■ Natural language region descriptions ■

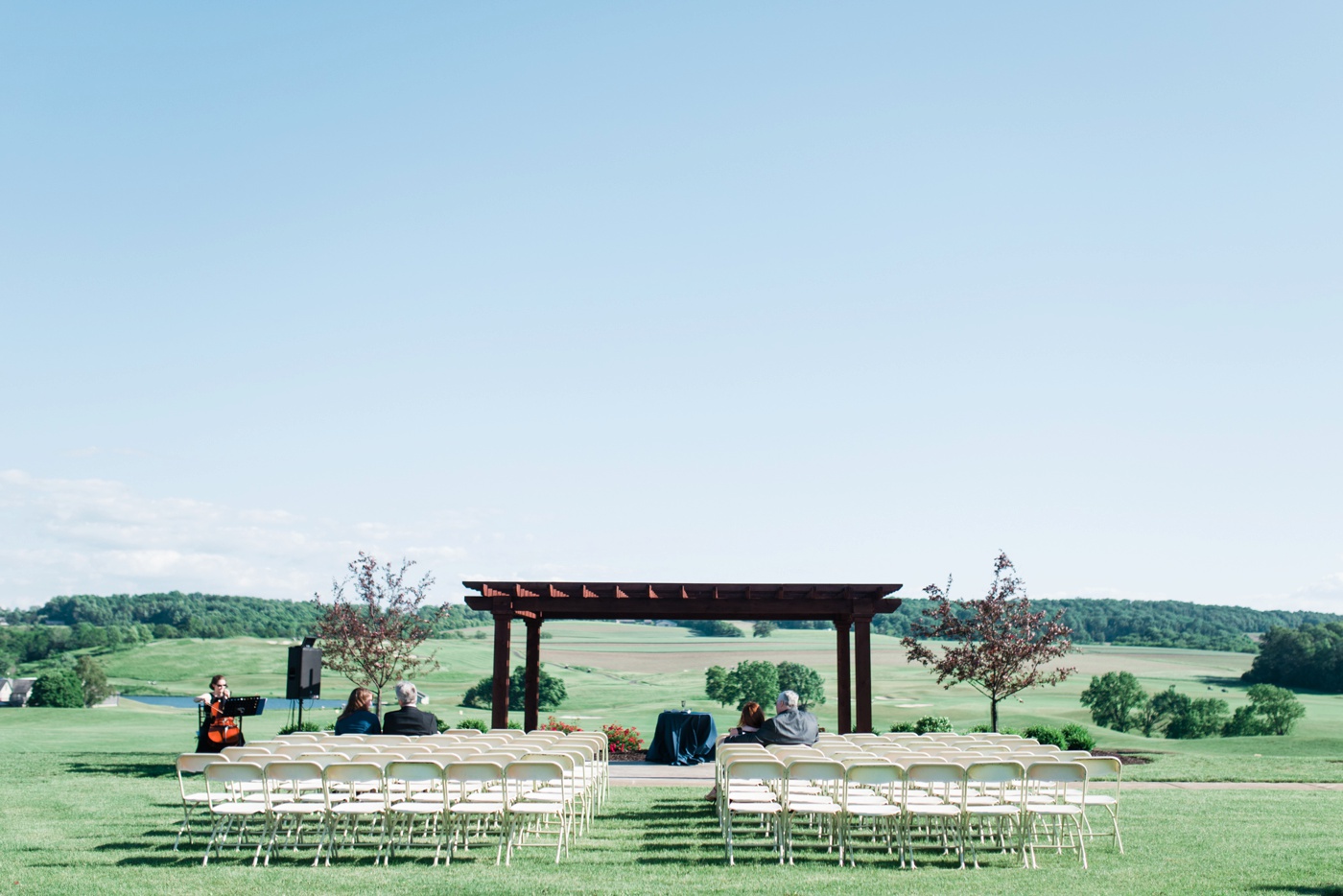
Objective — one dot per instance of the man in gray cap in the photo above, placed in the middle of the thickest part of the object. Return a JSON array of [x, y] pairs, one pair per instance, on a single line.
[[791, 724]]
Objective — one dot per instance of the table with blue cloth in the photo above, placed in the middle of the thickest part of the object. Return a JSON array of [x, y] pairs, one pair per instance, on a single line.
[[682, 738]]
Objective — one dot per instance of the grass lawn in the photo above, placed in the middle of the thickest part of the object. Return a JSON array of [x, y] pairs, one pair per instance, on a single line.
[[93, 811], [624, 673]]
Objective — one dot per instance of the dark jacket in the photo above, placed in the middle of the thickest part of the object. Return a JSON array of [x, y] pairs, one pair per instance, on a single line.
[[360, 721], [409, 720], [789, 727]]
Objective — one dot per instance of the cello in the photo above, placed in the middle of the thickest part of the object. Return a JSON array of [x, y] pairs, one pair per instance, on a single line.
[[217, 730]]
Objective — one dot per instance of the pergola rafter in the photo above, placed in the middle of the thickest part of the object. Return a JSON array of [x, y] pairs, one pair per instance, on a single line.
[[843, 604]]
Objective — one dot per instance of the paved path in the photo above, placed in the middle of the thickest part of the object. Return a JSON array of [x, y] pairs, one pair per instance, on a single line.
[[641, 774]]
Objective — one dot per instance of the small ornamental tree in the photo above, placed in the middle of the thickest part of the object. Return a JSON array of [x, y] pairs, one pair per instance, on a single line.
[[93, 680], [58, 688], [1115, 700], [372, 637], [1000, 647]]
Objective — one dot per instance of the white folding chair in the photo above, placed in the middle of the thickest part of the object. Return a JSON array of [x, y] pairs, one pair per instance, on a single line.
[[288, 782], [228, 802], [1100, 770], [528, 815], [192, 765], [752, 788], [1061, 821], [353, 797]]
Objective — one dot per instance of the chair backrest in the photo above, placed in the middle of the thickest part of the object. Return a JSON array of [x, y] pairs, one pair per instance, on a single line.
[[292, 771], [1056, 772], [994, 772], [873, 774], [752, 768], [238, 754], [231, 772], [933, 772], [412, 770], [473, 771], [295, 751], [1101, 767], [819, 770]]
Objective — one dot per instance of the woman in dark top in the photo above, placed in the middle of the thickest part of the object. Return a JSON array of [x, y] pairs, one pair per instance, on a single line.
[[358, 719]]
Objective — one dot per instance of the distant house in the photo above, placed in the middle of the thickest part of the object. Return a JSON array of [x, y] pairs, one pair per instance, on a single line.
[[16, 691]]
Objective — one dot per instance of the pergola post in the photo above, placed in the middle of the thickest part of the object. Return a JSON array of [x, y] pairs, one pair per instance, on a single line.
[[842, 664], [532, 681], [503, 647], [862, 671]]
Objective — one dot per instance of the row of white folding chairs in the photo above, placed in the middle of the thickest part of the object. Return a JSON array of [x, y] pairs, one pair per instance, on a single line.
[[936, 792], [888, 801], [590, 778], [547, 788]]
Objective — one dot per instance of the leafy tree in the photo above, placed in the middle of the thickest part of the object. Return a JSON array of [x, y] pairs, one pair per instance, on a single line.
[[751, 680], [57, 688], [1114, 698], [553, 692], [1189, 719], [1000, 647], [1279, 708], [372, 638], [93, 680], [805, 680], [1245, 723]]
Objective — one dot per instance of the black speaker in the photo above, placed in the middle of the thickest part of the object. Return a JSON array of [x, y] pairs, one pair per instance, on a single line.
[[305, 673]]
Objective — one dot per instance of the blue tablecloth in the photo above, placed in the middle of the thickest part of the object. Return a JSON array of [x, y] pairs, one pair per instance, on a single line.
[[684, 739]]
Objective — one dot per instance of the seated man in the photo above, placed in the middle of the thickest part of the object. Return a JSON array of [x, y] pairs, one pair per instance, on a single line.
[[791, 725], [409, 720]]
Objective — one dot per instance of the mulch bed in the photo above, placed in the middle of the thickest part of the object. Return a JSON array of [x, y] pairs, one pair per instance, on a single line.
[[1125, 757]]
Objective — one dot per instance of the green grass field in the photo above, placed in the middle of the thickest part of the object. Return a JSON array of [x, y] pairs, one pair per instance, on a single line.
[[627, 674], [87, 798], [90, 806]]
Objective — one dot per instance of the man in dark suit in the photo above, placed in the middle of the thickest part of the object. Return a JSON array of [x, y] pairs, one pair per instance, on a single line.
[[409, 720]]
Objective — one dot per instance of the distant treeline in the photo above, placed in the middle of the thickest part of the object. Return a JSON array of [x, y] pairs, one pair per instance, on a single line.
[[125, 620], [1150, 624], [1307, 657]]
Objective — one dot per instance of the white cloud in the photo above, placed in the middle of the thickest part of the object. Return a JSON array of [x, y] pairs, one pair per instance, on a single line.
[[97, 536]]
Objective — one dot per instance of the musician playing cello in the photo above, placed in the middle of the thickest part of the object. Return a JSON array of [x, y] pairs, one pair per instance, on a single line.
[[219, 730]]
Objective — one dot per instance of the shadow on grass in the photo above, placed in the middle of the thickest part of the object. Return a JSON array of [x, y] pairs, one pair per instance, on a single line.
[[128, 768]]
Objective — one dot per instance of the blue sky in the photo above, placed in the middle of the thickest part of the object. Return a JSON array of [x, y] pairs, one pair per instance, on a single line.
[[680, 292]]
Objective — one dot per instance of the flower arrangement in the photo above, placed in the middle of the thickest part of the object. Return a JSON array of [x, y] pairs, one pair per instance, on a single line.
[[622, 739]]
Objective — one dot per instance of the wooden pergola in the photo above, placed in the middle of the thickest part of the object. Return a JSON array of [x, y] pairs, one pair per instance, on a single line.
[[848, 606]]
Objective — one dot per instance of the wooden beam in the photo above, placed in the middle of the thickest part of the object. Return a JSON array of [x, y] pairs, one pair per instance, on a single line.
[[862, 672], [532, 681], [499, 697], [842, 664]]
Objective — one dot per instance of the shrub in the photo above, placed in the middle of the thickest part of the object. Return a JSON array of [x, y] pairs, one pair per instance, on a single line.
[[932, 724], [1077, 738], [622, 739], [1047, 735], [57, 688], [306, 725]]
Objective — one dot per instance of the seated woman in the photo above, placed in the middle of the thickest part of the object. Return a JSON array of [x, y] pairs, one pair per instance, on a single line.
[[747, 727], [744, 732], [358, 719]]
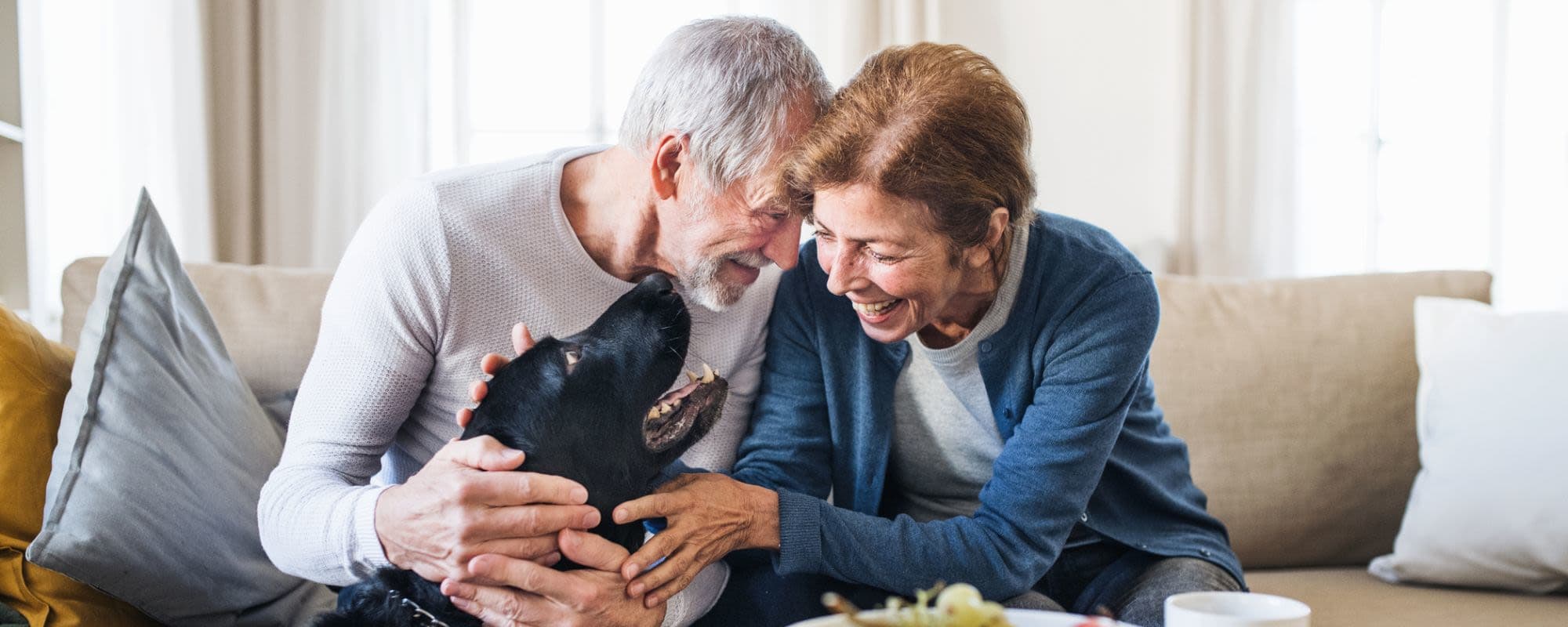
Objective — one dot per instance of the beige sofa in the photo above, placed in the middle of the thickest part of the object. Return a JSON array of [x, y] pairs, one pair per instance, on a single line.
[[1296, 399]]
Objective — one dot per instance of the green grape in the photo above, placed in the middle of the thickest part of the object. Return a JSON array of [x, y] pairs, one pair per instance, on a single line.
[[959, 595]]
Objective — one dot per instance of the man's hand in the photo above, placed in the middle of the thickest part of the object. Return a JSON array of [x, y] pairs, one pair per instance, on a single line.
[[521, 342], [454, 510], [708, 518], [534, 595]]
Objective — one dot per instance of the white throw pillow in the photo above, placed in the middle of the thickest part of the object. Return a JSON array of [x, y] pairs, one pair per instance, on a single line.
[[1490, 506]]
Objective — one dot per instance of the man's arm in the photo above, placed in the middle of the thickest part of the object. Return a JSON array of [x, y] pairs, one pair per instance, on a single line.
[[377, 346], [382, 328]]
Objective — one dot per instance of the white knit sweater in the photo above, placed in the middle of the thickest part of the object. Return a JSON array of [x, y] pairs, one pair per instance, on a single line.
[[437, 277]]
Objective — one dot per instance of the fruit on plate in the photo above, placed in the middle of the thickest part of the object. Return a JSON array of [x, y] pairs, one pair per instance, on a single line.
[[957, 606]]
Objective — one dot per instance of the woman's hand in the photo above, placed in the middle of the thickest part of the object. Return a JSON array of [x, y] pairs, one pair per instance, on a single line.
[[708, 518]]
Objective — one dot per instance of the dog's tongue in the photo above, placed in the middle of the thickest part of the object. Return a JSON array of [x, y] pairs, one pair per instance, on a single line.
[[680, 393]]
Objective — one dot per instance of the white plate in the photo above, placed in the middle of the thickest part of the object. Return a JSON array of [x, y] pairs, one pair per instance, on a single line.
[[1018, 618]]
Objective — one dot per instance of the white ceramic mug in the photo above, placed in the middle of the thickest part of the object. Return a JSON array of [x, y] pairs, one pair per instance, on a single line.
[[1235, 611]]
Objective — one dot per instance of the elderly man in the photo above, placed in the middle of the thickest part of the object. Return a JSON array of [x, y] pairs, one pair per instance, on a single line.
[[446, 264]]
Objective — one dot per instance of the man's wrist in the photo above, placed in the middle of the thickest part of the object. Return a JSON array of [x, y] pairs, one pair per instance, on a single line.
[[380, 521], [766, 520]]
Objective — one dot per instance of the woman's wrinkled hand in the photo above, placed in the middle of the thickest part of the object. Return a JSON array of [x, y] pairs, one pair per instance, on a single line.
[[708, 518]]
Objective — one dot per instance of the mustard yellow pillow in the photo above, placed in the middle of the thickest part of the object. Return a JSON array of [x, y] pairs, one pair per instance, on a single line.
[[35, 375]]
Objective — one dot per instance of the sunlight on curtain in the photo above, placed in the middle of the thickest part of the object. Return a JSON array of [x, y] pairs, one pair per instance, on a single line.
[[495, 98], [114, 101], [1434, 134]]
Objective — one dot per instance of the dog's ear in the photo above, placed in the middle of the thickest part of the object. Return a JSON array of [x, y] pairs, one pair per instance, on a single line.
[[336, 620]]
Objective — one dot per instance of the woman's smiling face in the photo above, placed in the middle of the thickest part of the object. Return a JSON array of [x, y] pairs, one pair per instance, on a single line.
[[899, 275]]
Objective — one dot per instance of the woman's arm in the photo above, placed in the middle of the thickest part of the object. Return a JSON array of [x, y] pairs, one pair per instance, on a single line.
[[789, 444], [1040, 485]]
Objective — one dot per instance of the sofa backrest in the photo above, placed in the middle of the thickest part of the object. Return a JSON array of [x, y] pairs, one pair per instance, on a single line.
[[1298, 400], [267, 316], [1296, 397]]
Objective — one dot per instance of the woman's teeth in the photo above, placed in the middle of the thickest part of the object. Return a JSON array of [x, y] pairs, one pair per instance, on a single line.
[[874, 308]]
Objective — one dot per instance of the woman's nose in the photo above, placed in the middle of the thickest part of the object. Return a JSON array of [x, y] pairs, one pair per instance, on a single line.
[[785, 244], [843, 274]]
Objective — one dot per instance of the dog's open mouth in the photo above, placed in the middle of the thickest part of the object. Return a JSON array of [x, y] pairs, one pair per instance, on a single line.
[[694, 408]]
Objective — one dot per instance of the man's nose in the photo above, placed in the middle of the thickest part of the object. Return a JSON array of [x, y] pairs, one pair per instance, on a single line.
[[659, 283], [783, 247]]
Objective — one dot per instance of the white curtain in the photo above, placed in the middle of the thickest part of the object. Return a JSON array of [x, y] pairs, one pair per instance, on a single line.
[[343, 100], [114, 103], [1240, 195], [264, 129]]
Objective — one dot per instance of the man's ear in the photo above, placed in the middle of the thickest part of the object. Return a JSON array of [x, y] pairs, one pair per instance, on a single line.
[[670, 154]]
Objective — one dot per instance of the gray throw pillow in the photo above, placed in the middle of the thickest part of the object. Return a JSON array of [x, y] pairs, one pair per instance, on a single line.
[[162, 457]]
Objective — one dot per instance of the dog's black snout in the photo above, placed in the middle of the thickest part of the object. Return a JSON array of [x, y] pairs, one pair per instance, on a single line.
[[661, 283]]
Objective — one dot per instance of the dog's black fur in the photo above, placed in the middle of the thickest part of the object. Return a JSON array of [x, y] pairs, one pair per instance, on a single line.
[[584, 408]]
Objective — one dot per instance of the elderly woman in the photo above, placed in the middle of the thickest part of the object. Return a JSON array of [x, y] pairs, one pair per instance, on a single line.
[[957, 386]]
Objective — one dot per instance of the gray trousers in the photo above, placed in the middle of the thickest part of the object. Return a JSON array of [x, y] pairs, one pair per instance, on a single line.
[[1103, 576]]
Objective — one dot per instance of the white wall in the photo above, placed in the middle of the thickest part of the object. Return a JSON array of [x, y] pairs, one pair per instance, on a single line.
[[1105, 82]]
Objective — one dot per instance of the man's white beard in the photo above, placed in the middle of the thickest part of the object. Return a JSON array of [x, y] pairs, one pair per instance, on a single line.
[[703, 285]]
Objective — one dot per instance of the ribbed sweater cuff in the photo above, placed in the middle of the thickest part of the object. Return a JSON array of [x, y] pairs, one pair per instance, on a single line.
[[368, 545], [800, 534]]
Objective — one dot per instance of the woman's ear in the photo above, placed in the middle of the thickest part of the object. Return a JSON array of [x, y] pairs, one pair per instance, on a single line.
[[984, 253], [670, 154]]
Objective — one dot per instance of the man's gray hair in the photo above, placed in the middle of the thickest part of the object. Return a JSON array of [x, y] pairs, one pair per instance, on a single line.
[[730, 85]]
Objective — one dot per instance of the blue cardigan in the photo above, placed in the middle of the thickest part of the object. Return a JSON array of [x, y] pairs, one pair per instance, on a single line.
[[1072, 397]]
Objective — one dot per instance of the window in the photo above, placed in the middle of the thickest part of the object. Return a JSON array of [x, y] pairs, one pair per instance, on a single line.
[[1434, 134]]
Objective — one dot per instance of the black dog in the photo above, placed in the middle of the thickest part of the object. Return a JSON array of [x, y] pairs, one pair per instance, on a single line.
[[590, 408]]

■ Work item ■
What you copy out must be exactly the lines from the line containing "Objective — one dot per instance of the gray trousers" through the end of the records.

■ Completed task ■
Objective — one dot per instance of the gray trousers in the photo above, placed in the middle of the thickest part of the object. Return a JSON array of [x, y] pairs, one pair per instance, on a single line.
[[1103, 576]]
Objective — one dot per instance of the white wall in the photo above, placed in the middle of the thickest part of the object. Return a JSON array of [x, y] pairs, one pair per instance, on a single line.
[[1105, 82]]
Objective — one dot per instance of the man's white beard in the photo above, placed in the middle of the thickest part of the object. Return a JSON array of [x, y] pairs, one pair per instance, on a single line.
[[703, 285]]
Objective — one dot per instance of the ribbed sweater cuff in the photo above, placed in the middle of the thickest part of the object. Return a JSON array of [x, y] pairs, one pair per instance, on a single line.
[[368, 545], [800, 534]]
Objective — one dot per instance of the woman's ear in the photo above, placed in the middle of the thickest part of the object. Return a JSON array of [x, y] pairs, one pair per instance, on a single line.
[[984, 253], [670, 154]]
Objective — one dot per instance of the man's gray hair in the photo above, placed in the middle of the thickest part of the object. Return a JSON array of [x, y] pairs, one pair per instance, on a single line.
[[730, 85]]
Objective — one dot per instance of the blue cardigan in the photo above, placed in the middle of the thickest part of the object. Return a JSON array of [x, y] pairs, one pair per instance, on a single line.
[[1072, 397]]
Objective — one dot per instance of the window in the photo above, placed in the middle of the thickest part of the object. Return a JSON array of [x, y] pairs, one pair per instance, on a single line.
[[1434, 134]]
Objective — one dot per instance of the black dog in the photo above, placed in the middle of the thickest part of the object. Return a JSON array of [x, y] pairs, one pair per instance, on a single line.
[[590, 408]]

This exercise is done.